[CEL ĆWICZENIA] Przepisz wszystkie poniższe rekordy, zamieniając każde wystąpienie „positive clicks” na „foreground clicks”. Resztę pozostaw bez zmian.

[Rekordy pobrane ze zbioru danych]
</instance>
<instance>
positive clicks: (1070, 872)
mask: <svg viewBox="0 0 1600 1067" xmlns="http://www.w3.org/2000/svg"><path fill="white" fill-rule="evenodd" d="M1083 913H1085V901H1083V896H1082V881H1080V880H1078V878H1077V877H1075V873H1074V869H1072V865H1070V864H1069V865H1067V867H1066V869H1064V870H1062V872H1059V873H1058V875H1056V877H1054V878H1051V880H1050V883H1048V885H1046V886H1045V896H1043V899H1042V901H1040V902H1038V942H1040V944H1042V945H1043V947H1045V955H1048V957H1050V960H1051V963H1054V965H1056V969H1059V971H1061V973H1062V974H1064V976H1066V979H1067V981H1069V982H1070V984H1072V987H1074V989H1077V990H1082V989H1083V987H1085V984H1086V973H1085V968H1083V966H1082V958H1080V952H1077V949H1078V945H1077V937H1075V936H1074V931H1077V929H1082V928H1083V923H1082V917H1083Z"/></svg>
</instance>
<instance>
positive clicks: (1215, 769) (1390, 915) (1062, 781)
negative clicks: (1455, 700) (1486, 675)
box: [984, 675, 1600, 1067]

[ROZWIĄZANE ĆWICZENIE]
</instance>
<instance>
foreground clicks: (1070, 872)
mask: <svg viewBox="0 0 1600 1067" xmlns="http://www.w3.org/2000/svg"><path fill="white" fill-rule="evenodd" d="M1083 913H1085V901H1083V896H1082V881H1080V880H1078V878H1077V877H1075V873H1074V869H1072V865H1070V864H1069V865H1067V867H1066V869H1064V870H1062V872H1059V873H1058V875H1056V877H1054V878H1051V880H1050V883H1048V885H1046V886H1045V896H1043V899H1042V901H1040V902H1038V942H1040V944H1042V945H1043V947H1045V955H1048V957H1050V960H1051V963H1054V965H1056V969H1059V971H1061V973H1062V974H1064V976H1066V979H1067V981H1069V982H1070V984H1072V987H1074V989H1077V990H1082V989H1083V987H1085V984H1086V973H1085V968H1083V966H1082V958H1080V952H1077V949H1078V945H1077V937H1075V936H1074V931H1077V929H1082V928H1083V923H1082V917H1083Z"/></svg>
</instance>
<instance>
foreground clicks: (1215, 769) (1390, 915) (1062, 781)
negative clicks: (1455, 700) (1486, 675)
box: [984, 675, 1600, 1067]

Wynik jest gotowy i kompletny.